--- Begin Supplied data ---

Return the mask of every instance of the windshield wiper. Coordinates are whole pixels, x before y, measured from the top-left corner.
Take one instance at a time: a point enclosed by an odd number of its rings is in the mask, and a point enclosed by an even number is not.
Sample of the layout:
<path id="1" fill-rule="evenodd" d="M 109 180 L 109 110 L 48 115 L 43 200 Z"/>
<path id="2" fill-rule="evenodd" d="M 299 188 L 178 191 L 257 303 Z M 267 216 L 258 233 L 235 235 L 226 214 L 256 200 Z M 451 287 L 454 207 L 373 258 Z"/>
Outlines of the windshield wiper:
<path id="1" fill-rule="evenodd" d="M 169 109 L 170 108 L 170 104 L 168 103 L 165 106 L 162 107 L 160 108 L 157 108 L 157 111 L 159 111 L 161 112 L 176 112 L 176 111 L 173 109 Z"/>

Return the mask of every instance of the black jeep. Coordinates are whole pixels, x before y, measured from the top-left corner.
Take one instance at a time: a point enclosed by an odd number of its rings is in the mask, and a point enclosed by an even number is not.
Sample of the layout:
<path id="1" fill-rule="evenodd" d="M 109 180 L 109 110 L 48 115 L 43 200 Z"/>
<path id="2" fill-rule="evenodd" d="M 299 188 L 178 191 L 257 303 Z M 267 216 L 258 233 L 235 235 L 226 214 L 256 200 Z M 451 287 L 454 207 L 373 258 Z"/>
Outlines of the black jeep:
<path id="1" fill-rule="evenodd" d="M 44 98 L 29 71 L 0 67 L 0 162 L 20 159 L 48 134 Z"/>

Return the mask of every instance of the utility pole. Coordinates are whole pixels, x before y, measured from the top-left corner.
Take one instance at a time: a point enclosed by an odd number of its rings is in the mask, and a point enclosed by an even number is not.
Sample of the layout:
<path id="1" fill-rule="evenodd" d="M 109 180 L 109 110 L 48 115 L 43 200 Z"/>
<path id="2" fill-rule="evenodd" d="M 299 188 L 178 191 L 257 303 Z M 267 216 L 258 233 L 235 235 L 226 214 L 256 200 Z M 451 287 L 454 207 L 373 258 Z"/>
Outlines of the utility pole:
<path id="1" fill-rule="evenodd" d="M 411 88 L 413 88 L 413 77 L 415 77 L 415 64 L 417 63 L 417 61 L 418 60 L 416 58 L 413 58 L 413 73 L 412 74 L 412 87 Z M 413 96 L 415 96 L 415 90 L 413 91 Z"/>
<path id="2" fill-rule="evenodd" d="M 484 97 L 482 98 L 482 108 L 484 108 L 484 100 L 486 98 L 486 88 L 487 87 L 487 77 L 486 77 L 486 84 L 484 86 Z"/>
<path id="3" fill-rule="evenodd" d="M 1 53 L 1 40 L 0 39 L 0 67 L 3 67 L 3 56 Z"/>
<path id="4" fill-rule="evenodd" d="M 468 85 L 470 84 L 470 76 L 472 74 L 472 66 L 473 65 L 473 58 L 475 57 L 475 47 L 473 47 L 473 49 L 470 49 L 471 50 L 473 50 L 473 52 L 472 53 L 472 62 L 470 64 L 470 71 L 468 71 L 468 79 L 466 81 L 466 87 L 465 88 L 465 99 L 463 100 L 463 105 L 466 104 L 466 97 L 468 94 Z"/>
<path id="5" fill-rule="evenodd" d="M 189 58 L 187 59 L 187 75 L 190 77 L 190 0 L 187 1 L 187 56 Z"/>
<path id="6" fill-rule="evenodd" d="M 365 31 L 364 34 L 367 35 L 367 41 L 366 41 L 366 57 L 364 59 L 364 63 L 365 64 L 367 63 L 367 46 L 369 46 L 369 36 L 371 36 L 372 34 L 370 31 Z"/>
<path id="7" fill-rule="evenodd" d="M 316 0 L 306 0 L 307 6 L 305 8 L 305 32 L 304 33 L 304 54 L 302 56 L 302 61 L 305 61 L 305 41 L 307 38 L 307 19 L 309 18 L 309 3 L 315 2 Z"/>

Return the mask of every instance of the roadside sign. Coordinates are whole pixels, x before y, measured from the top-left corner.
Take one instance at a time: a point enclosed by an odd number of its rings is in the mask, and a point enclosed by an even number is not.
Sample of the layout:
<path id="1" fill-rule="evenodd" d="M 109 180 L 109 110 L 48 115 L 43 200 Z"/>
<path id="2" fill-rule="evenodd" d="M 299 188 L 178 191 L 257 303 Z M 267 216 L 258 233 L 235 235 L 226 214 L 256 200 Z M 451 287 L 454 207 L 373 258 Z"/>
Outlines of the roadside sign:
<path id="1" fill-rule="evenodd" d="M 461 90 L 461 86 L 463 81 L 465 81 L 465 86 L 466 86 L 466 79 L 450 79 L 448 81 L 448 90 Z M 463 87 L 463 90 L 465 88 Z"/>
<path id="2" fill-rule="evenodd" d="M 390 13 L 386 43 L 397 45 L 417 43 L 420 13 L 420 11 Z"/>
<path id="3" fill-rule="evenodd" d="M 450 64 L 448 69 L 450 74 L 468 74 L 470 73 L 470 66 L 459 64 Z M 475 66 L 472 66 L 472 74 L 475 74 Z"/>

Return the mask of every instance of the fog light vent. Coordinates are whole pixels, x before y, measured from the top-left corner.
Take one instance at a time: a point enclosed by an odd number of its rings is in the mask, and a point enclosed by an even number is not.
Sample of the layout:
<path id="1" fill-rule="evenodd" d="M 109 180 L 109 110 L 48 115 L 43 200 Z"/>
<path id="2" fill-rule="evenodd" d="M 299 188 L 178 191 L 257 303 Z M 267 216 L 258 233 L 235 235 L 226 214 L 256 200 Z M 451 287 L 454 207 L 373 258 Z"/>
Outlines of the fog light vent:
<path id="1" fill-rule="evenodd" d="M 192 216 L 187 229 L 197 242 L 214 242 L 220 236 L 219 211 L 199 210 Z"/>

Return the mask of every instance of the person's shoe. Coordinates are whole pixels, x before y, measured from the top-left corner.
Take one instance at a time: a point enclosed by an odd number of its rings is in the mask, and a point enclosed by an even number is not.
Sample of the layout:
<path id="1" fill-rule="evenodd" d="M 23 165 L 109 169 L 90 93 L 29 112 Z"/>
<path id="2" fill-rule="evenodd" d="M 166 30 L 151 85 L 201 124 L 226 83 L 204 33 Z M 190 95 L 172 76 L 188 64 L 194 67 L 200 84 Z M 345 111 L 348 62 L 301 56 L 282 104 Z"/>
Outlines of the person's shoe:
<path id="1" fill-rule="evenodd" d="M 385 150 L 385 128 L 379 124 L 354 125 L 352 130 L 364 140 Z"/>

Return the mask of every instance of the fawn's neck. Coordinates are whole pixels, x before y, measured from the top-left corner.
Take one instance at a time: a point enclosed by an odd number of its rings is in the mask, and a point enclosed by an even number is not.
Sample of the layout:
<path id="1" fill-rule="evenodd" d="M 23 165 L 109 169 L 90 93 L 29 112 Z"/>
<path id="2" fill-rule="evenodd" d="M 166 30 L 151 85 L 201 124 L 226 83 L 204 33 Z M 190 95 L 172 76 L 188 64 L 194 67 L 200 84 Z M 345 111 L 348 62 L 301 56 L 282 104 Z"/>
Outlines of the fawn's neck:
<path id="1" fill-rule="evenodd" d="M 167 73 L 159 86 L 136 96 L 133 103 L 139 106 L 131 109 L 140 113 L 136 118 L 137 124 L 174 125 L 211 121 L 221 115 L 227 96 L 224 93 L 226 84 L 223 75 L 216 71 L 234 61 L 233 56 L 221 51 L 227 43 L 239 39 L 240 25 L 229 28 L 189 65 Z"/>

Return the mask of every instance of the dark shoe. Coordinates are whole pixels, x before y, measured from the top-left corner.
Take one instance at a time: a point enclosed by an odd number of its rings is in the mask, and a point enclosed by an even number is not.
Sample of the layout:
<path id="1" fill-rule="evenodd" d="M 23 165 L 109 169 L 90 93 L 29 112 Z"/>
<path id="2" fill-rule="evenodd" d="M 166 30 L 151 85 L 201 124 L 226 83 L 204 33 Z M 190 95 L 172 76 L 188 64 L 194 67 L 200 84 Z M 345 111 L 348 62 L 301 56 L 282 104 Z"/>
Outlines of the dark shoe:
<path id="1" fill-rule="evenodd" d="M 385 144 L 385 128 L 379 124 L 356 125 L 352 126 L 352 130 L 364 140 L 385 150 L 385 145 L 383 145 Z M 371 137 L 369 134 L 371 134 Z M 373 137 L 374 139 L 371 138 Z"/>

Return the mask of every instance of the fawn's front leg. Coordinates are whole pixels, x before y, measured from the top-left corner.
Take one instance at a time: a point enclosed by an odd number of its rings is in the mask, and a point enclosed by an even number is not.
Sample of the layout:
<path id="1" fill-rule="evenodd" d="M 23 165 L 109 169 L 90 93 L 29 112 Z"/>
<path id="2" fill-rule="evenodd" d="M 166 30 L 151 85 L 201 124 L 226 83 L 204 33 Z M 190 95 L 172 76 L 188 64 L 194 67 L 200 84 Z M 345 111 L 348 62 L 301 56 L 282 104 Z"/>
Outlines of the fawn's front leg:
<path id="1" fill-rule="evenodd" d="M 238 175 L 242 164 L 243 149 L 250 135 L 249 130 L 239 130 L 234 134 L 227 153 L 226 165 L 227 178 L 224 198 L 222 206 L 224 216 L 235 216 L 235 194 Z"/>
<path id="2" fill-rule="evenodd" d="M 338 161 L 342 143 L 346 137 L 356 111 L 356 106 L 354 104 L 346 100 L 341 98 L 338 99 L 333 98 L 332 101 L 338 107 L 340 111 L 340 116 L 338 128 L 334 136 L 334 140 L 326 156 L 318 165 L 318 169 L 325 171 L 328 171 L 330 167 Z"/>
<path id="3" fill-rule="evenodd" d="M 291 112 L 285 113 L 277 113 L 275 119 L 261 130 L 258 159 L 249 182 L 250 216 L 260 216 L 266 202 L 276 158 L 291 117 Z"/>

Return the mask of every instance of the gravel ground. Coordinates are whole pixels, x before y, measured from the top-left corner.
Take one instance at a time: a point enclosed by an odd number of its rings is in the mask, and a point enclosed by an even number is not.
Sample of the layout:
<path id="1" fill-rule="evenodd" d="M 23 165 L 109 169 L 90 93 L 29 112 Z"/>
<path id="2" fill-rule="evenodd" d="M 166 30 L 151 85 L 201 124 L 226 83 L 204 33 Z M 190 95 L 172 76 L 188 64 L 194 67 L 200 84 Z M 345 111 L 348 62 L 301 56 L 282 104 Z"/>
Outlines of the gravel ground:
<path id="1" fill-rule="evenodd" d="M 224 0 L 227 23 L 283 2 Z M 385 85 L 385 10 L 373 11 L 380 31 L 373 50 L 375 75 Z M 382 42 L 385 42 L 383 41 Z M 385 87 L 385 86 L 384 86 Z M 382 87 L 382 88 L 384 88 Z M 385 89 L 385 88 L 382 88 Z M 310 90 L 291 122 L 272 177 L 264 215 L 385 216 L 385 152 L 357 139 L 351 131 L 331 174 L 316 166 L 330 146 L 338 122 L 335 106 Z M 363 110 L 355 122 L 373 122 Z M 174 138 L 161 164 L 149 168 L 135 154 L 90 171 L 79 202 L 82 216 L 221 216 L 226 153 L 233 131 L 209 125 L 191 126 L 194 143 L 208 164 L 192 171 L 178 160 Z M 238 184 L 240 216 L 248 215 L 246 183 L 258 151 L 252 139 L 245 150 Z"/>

--- End Supplied data ---

Your instructions | Starting at the line that contains "Return the mask of every instance of the fawn's front" and stopping after the line that contains "238 175 L 242", format those records as a two-column CSV with the columns instruction and outline. Use one row per record, and put each value in a single quoted field with line breaks replaced by spaces.

Complete answer |
instruction,outline
"Return the mask of every instance of the fawn's front leg. Coordinates are whole pixels, x before y, measured from the top-left corner. Take one instance at a time: a point enclosed by an odd number of its rings is in the mask, and a point enclosed by an even number is not. Sample of the layout: <path id=""1"" fill-rule=""evenodd"" d=""M 23 165 L 109 169 L 90 93 L 29 112 Z""/> <path id=""2"" fill-rule=""evenodd"" d=""M 166 30 L 151 85 L 201 124 L 226 83 L 204 33 Z M 190 95 L 172 76 L 188 64 L 194 67 L 200 84 Z M 345 111 L 348 62 L 301 56 L 282 104 Z""/> Outlines of the fawn's front leg:","<path id=""1"" fill-rule=""evenodd"" d=""M 238 175 L 242 164 L 243 149 L 250 135 L 249 130 L 239 130 L 234 134 L 227 153 L 226 165 L 227 178 L 224 198 L 222 206 L 224 216 L 235 216 L 235 194 Z""/>"